··· Source information ···

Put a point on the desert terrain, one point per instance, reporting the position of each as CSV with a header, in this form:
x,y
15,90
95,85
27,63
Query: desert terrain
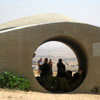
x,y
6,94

···

Every word of the data should be reproduced exactly; please omit any pictures.

__Solution__:
Put a point on the desert terrain, one point per instance, reporting the position of each as CSV with a header, in this form:
x,y
15,90
95,85
27,63
Query: desert terrain
x,y
6,94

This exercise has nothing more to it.